Financing Investor-Held Condominium Units What You Should Know When It Comes to Loans and Choosing a Mortgage Expert

The good news is that financing is available for investor condo units unlike in the past (iStock).

Like single-family homes, condominium units tend to be owner-occupied. Financing for these units therefore tends to follow traditional guidelines and requirements centered on owner occupancy. But what happens when a condo unit is held as an income-producing investment? Is financing still available? The answer is yes.

Availability of Financing

Investor units generally fall into two groups: single units and blocks of units. According to Eddie Hoskins, president of First Florida Financial Group LLC, a mortgage brokerage company in Fort Myers, Florida, “individual condo units which are held for investment are financeable at terms very similar to owner-occupied units.” Joelle Maximilien-Miller, MBA, senior loan officer at RK Mortgage Group Inc. in Hallandale, Florida, concurs and adds, “Rates may vary though, as they are substantially based on credit score and whether the condominium is non-warrantable.”

Loan availability in the New York area seems to follow the same pattern. According to Barry Korn, CFA, managing director of the New York City-based Barrett Capital Corporation, financing for these types of investments are available. “The process is similar,” he says. “Purchases are straightforward in that you have standard criteria relative to LTV [loan-to-value], debt-to-income, and housing expense ratios. With respect to financing an investment condo, there are additional considerations relative to the ability of the borrower in the event of difficulties.”

“FNMA [a.k.a. “Fannie Mae”] loans are available today at an interest rate in the upper 4 percent range for a 30-year fixed rate mortgage at a loan-to-value ratio of 80 percent,” Hoskins says. An additional requirement for investment condos “is that no more than 49 percent of the units in the complex can be investor units or held as second homes.”

Korn says that in his experience, the basic structure is similar to conventional financing. “But while LTV of up to 75 percent is available,” he adds, “the cash flow from the investment condo often limits the funding to 30 percent-40 percent of LTV. Rates are slightly higher for investment condos compared to loans for primary residences. Currently you are looking at 5 to 7-year rates in the 3.5 percent-4 percent range. Amortization is up to 30 years.”

One problem for investors seeking mortgages for their units, observes Hoskins, “is that FNMA will require proof from the condo association of the percentage of owner-occupied primary users in the condominium association and many complexes don’t keep good records of this information or won’t provide it.” What can an investor do in this situation? Seek a portfolio loan.

Portfolio Loans and Multiple Unit Purchases

A portfolio loan is a mortgage provided by a bank but is not sold into the secondary market. Rather it is held in the bank’s portfolio as a balance sheet asset. The terms for portfolio loans available for investor condo unitswhether as a single unit or blocks of unitsare somewhat less advantageous than FNMA loans. “The term of the loan remains at 30 years, but the interest is generally adjustable or floating and the loan-to-value [ratio] is lower at 75 percent,” explains Hoskins. “A personal guarantee is generally required.”

• _TO BE DONE_
**A.** Copy the section of the condo financing article that begins with the words "One problem for" and ends after the words "a portfolio loan.".
**B.** Write the next part of the condo financing article, picking up right after its final sentence.

• _DATA LINES_
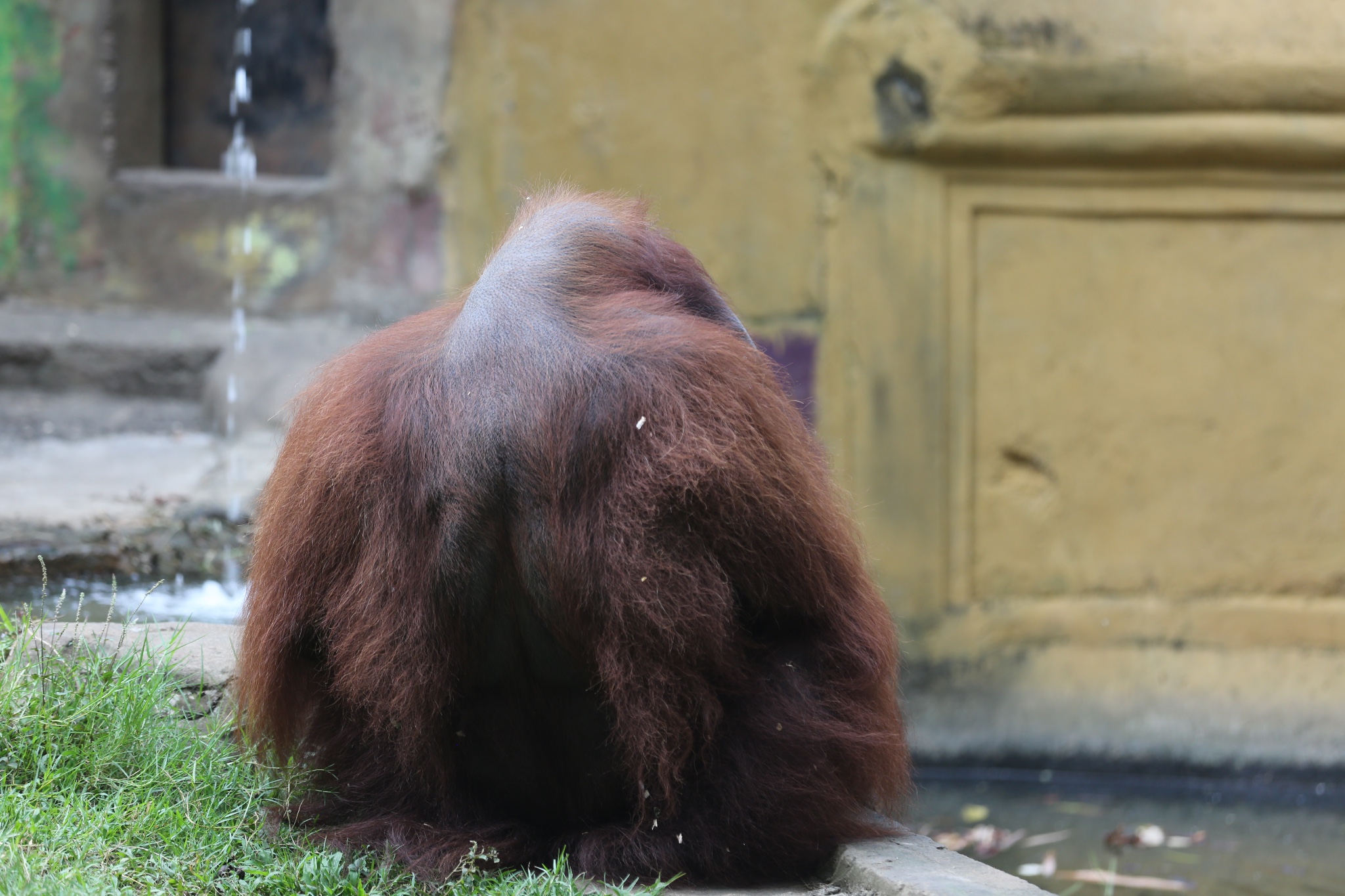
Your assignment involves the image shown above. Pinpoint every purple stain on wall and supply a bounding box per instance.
[752,333,818,426]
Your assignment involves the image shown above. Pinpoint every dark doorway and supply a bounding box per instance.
[164,0,335,175]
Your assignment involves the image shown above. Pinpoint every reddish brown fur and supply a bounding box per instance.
[238,192,908,881]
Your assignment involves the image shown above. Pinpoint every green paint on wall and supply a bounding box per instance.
[0,0,79,281]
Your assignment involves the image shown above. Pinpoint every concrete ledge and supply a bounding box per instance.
[21,622,1044,896]
[879,112,1345,168]
[827,832,1045,896]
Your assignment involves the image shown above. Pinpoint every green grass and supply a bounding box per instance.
[0,591,662,896]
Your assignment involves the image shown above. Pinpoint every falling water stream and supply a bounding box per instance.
[221,0,257,607]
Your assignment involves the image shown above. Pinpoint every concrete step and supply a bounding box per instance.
[0,299,367,576]
[0,388,213,440]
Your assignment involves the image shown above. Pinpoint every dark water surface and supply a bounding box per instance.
[0,578,1345,896]
[906,767,1345,896]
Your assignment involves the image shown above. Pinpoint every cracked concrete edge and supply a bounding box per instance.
[827,829,1045,896]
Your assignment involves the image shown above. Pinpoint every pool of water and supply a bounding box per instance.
[0,576,248,622]
[906,767,1345,896]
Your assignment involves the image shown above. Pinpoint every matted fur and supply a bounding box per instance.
[238,191,909,883]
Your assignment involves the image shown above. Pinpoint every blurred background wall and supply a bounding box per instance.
[8,0,1345,764]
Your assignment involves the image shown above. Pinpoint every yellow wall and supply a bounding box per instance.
[445,0,830,329]
[443,0,1345,763]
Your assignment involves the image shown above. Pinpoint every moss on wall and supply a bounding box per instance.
[0,0,79,286]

• _OUTPUTS_
**A.**
One problem for investors seeking mortgages for their units, observes Hoskins, “is that FNMA will require proof from the condo association of the percentage of owner-occupied primary users in the condominium association and many complexes don’t keep good records of this information or won’t provide it.” What can an investor do in this situation? Seek a portfolio loan.

**B.**
Maximilien-Miller adds that for super-luxury units in the Miami-Dade area that are being held as investments rather than owner-occupied, the down payment requirement could be as high as 40 percent. “The process generally remains the same for purchase and refinance of investment condos,” she says, “but rates tend to be better on a purchase because there is usually an additional rate adjustment for cash-out on a refinance. Also, it’s much more difficult to finance a block of units since condos are generally individually deeded. An investor can get better pricing buying the units as single properties. When purchased in a block, the transaction is categorized as a commercial deal.”

Korn confirms that in the New York area with respect to refinancing, “there is a question as to whether the investor is looking just to refinance or to refinance and take cash out, which will have an impact on the rate.”

As for blocks of units, Korn adds: “Financing a block of units takes the transaction into commercial territory. Financing a single unit, while for investment, and therefore a commercial transaction, is still evaluated as a quasi-residential (think consumer) transaction. A block of units requires a much more complicated analysis, both of the units and the investor.”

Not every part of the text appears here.